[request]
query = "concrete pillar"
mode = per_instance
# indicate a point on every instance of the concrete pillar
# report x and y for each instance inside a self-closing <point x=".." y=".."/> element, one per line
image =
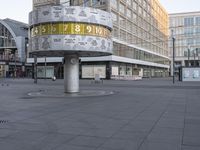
<point x="71" y="73"/>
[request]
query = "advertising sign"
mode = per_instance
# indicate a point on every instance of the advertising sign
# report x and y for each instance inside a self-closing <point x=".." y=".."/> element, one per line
<point x="190" y="74"/>
<point x="70" y="28"/>
<point x="44" y="2"/>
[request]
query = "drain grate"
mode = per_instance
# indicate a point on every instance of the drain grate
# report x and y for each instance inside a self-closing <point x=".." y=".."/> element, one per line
<point x="3" y="121"/>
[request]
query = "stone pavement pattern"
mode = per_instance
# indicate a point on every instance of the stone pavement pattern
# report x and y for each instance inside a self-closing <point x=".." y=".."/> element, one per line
<point x="152" y="114"/>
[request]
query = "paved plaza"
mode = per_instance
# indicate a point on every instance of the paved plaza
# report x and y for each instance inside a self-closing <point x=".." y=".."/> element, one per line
<point x="152" y="114"/>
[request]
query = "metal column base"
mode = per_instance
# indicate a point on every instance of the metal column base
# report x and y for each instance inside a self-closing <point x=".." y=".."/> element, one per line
<point x="71" y="73"/>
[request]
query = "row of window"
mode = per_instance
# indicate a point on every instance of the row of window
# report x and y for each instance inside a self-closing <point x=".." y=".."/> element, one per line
<point x="129" y="52"/>
<point x="185" y="21"/>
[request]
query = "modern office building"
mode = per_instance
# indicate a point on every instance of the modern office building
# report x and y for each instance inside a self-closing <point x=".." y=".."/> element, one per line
<point x="186" y="31"/>
<point x="13" y="48"/>
<point x="140" y="40"/>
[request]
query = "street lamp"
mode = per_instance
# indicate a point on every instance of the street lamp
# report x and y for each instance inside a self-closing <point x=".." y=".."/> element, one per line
<point x="188" y="55"/>
<point x="173" y="44"/>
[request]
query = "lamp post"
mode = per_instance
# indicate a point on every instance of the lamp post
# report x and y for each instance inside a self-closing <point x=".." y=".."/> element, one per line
<point x="188" y="55"/>
<point x="173" y="49"/>
<point x="35" y="69"/>
<point x="194" y="58"/>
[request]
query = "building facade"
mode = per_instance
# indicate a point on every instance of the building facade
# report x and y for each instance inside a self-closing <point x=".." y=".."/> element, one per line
<point x="13" y="48"/>
<point x="186" y="31"/>
<point x="140" y="40"/>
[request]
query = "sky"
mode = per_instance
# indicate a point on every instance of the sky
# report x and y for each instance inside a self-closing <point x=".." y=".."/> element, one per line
<point x="19" y="9"/>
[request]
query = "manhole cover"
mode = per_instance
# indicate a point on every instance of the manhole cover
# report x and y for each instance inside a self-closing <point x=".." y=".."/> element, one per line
<point x="3" y="121"/>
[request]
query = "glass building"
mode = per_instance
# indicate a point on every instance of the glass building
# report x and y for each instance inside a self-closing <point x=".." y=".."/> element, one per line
<point x="186" y="30"/>
<point x="140" y="39"/>
<point x="13" y="48"/>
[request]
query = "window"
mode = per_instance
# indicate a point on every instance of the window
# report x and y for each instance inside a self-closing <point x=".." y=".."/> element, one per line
<point x="128" y="2"/>
<point x="129" y="13"/>
<point x="134" y="5"/>
<point x="188" y="31"/>
<point x="188" y="21"/>
<point x="122" y="8"/>
<point x="114" y="4"/>
<point x="114" y="17"/>
<point x="197" y="21"/>
<point x="122" y="22"/>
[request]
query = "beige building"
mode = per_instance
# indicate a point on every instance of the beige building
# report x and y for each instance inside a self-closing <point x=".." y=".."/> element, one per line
<point x="186" y="29"/>
<point x="140" y="39"/>
<point x="140" y="35"/>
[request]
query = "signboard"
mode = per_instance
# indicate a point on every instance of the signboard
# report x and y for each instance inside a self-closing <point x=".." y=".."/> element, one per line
<point x="89" y="71"/>
<point x="190" y="74"/>
<point x="44" y="2"/>
<point x="70" y="28"/>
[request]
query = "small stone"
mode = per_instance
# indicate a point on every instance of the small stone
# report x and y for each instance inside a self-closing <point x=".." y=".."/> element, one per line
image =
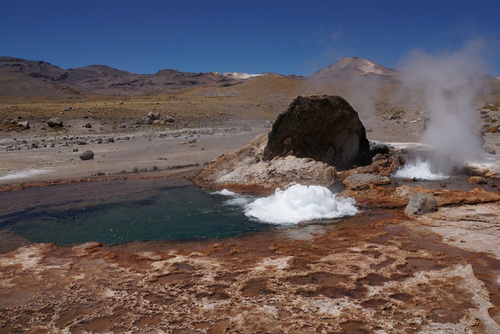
<point x="420" y="204"/>
<point x="25" y="125"/>
<point x="55" y="122"/>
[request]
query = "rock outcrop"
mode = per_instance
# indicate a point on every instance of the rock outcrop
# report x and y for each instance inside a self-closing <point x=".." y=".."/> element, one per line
<point x="420" y="204"/>
<point x="55" y="122"/>
<point x="324" y="128"/>
<point x="245" y="171"/>
<point x="364" y="180"/>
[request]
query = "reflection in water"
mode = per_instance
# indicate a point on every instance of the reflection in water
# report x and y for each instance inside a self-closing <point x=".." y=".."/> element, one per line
<point x="119" y="211"/>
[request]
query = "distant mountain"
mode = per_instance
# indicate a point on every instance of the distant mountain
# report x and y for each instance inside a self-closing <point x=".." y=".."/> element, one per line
<point x="237" y="75"/>
<point x="20" y="77"/>
<point x="347" y="68"/>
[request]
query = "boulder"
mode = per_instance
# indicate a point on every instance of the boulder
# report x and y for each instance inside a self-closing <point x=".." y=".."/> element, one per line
<point x="420" y="204"/>
<point x="364" y="180"/>
<point x="55" y="122"/>
<point x="245" y="171"/>
<point x="87" y="155"/>
<point x="324" y="128"/>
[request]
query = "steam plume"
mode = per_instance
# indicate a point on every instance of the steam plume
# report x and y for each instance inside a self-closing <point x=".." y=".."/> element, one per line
<point x="448" y="84"/>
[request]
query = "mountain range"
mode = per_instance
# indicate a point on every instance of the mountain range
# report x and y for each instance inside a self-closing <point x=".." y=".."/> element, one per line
<point x="21" y="77"/>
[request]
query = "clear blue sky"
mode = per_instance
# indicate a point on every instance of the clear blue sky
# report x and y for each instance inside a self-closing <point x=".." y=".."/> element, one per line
<point x="287" y="37"/>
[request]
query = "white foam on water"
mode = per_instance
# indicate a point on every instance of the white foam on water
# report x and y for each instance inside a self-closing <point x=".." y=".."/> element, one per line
<point x="298" y="204"/>
<point x="24" y="173"/>
<point x="420" y="170"/>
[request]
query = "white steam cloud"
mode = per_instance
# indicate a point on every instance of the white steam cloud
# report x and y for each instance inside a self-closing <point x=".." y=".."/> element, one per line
<point x="448" y="84"/>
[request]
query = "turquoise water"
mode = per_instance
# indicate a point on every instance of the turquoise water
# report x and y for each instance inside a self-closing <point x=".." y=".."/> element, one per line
<point x="121" y="211"/>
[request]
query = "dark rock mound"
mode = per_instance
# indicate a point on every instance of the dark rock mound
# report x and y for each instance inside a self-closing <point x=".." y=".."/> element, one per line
<point x="324" y="128"/>
<point x="55" y="122"/>
<point x="421" y="204"/>
<point x="87" y="155"/>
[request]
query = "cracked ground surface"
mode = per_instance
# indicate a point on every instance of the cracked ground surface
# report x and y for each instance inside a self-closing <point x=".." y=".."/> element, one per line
<point x="377" y="272"/>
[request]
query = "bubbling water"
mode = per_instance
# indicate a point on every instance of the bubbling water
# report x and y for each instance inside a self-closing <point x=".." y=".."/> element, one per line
<point x="300" y="203"/>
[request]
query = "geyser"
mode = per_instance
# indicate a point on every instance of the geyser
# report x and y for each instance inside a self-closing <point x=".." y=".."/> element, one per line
<point x="449" y="83"/>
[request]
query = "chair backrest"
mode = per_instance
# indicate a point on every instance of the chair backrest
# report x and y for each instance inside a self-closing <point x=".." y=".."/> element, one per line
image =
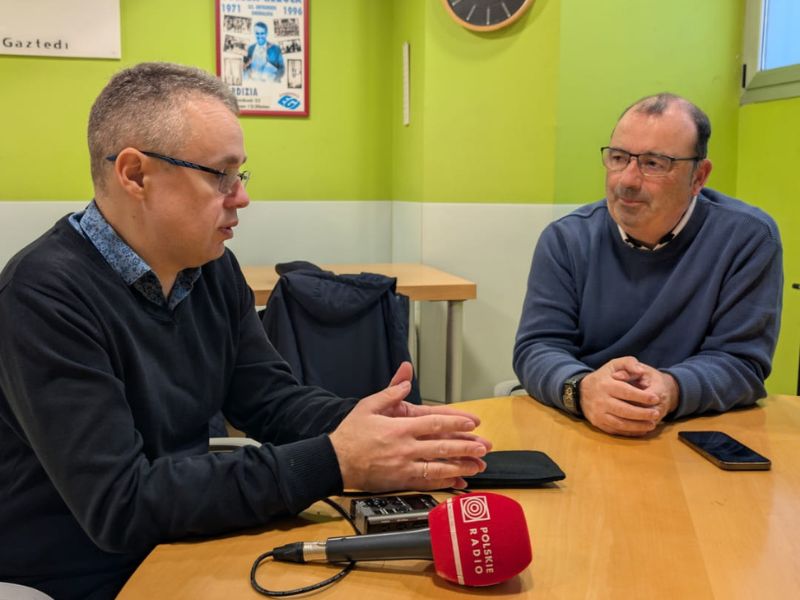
<point x="345" y="333"/>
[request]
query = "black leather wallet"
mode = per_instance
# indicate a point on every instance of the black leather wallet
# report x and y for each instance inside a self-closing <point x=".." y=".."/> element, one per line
<point x="516" y="468"/>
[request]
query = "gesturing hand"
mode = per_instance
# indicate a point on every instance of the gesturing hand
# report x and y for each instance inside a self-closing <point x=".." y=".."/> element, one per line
<point x="387" y="444"/>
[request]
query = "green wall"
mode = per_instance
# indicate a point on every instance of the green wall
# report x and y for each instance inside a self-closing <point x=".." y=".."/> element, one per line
<point x="511" y="116"/>
<point x="769" y="155"/>
<point x="616" y="51"/>
<point x="339" y="152"/>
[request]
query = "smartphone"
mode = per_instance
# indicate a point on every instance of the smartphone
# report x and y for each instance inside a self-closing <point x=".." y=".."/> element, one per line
<point x="378" y="514"/>
<point x="724" y="451"/>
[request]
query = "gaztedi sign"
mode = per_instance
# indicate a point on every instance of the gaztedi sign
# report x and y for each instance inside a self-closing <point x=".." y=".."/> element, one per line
<point x="88" y="28"/>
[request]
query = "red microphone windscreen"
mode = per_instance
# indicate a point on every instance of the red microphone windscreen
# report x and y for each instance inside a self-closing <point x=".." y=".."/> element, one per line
<point x="479" y="539"/>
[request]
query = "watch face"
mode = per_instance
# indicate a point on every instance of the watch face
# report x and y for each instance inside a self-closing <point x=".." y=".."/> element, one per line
<point x="486" y="15"/>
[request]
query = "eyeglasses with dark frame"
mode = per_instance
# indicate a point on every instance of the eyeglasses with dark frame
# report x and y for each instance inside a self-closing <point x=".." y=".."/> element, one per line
<point x="226" y="179"/>
<point x="650" y="164"/>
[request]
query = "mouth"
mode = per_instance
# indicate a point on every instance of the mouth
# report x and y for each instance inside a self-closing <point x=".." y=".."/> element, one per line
<point x="227" y="230"/>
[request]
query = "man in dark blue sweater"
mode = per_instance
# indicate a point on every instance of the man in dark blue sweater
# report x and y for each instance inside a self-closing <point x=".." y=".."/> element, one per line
<point x="128" y="326"/>
<point x="661" y="300"/>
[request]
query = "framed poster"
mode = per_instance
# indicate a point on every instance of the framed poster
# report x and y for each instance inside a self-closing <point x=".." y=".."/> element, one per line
<point x="262" y="54"/>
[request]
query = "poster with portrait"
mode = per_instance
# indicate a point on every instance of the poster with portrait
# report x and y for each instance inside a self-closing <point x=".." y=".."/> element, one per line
<point x="262" y="54"/>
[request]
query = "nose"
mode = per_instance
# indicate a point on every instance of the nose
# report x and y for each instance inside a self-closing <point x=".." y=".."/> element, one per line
<point x="631" y="175"/>
<point x="238" y="197"/>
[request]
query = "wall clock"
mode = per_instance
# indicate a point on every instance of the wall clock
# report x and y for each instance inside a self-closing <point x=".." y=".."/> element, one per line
<point x="486" y="15"/>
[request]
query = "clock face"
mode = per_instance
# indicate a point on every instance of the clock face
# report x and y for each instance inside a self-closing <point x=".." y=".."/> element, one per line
<point x="486" y="15"/>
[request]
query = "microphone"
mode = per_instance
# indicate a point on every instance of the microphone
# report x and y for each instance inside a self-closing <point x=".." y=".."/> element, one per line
<point x="475" y="539"/>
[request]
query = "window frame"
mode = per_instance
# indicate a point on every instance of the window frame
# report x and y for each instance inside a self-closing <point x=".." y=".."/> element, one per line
<point x="762" y="85"/>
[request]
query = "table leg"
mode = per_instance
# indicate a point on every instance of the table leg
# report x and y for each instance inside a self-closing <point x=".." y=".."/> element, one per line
<point x="412" y="333"/>
<point x="455" y="324"/>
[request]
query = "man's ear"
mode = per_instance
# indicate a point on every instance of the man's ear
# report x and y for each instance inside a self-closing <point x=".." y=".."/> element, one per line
<point x="129" y="171"/>
<point x="700" y="175"/>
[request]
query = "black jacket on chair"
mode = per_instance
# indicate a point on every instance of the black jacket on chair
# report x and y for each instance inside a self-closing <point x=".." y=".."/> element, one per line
<point x="345" y="333"/>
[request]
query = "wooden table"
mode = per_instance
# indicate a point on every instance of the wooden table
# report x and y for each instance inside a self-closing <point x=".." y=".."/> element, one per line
<point x="635" y="518"/>
<point x="418" y="282"/>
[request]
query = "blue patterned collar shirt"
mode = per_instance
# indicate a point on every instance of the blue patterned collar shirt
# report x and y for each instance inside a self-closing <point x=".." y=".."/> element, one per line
<point x="133" y="270"/>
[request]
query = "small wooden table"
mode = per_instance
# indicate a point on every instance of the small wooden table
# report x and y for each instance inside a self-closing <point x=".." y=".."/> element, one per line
<point x="418" y="282"/>
<point x="634" y="518"/>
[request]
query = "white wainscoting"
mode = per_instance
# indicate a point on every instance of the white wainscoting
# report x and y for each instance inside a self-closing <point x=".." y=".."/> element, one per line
<point x="490" y="244"/>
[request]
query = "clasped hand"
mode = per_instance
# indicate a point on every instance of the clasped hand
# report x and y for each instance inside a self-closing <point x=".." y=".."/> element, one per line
<point x="388" y="444"/>
<point x="627" y="397"/>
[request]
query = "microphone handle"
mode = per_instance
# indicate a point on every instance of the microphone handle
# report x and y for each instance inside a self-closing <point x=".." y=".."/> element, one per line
<point x="394" y="545"/>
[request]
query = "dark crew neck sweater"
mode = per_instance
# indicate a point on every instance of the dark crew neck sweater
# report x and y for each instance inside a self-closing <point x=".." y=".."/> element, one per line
<point x="105" y="402"/>
<point x="705" y="307"/>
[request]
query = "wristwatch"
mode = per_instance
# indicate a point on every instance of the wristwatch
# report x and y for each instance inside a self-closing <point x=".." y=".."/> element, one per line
<point x="571" y="394"/>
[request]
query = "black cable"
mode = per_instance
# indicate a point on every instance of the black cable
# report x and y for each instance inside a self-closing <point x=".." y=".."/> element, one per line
<point x="330" y="580"/>
<point x="310" y="588"/>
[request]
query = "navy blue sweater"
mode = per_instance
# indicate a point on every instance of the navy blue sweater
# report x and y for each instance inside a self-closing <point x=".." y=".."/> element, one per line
<point x="704" y="308"/>
<point x="105" y="401"/>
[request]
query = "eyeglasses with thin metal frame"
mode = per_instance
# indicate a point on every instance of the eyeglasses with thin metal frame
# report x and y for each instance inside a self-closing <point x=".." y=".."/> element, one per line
<point x="226" y="179"/>
<point x="650" y="164"/>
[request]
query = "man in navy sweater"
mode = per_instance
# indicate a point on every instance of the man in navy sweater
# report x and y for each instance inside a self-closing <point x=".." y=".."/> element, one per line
<point x="128" y="326"/>
<point x="663" y="299"/>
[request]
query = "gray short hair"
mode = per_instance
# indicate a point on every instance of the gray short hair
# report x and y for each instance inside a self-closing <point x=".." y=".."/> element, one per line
<point x="657" y="104"/>
<point x="141" y="107"/>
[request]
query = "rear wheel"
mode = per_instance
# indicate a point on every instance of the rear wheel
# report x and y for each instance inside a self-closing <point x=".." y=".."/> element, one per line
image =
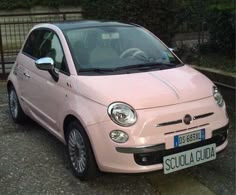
<point x="80" y="152"/>
<point x="16" y="111"/>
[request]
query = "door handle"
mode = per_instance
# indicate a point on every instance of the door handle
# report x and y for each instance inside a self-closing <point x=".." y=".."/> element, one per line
<point x="26" y="75"/>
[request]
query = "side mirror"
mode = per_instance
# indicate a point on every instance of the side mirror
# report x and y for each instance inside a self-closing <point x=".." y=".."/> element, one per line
<point x="47" y="64"/>
<point x="172" y="49"/>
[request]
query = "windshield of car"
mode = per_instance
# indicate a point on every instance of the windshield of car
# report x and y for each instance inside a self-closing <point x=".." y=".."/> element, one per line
<point x="117" y="48"/>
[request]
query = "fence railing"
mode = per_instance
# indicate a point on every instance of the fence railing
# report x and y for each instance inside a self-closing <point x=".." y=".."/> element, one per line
<point x="14" y="28"/>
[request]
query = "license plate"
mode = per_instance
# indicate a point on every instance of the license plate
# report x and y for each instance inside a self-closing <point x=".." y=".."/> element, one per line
<point x="189" y="158"/>
<point x="189" y="138"/>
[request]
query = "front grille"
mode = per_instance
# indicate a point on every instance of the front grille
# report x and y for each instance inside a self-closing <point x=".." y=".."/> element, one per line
<point x="181" y="121"/>
<point x="195" y="127"/>
<point x="152" y="158"/>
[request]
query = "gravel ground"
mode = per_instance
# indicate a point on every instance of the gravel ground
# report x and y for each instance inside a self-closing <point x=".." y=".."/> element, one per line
<point x="32" y="161"/>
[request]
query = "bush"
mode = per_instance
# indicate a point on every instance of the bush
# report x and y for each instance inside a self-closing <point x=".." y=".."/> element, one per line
<point x="13" y="4"/>
<point x="156" y="15"/>
<point x="221" y="25"/>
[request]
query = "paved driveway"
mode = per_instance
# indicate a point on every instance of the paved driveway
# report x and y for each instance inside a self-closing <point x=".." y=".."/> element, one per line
<point x="32" y="161"/>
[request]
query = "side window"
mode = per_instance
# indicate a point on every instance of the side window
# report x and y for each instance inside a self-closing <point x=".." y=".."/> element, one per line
<point x="45" y="43"/>
<point x="30" y="46"/>
<point x="57" y="54"/>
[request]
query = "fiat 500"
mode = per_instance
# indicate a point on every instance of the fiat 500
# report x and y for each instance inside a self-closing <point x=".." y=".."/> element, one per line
<point x="118" y="97"/>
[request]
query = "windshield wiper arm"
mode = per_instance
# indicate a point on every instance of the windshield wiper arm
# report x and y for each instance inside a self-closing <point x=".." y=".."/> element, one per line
<point x="99" y="70"/>
<point x="146" y="66"/>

+ + + +

**Görev**
Yukarıdaki satırlardan kaçı "outcrop" dizesini içeriyor? Büyük/küçük harf farkı önemlidir. Yalnızca sayıyı yazın.

**Çıktı Aşağıda**
2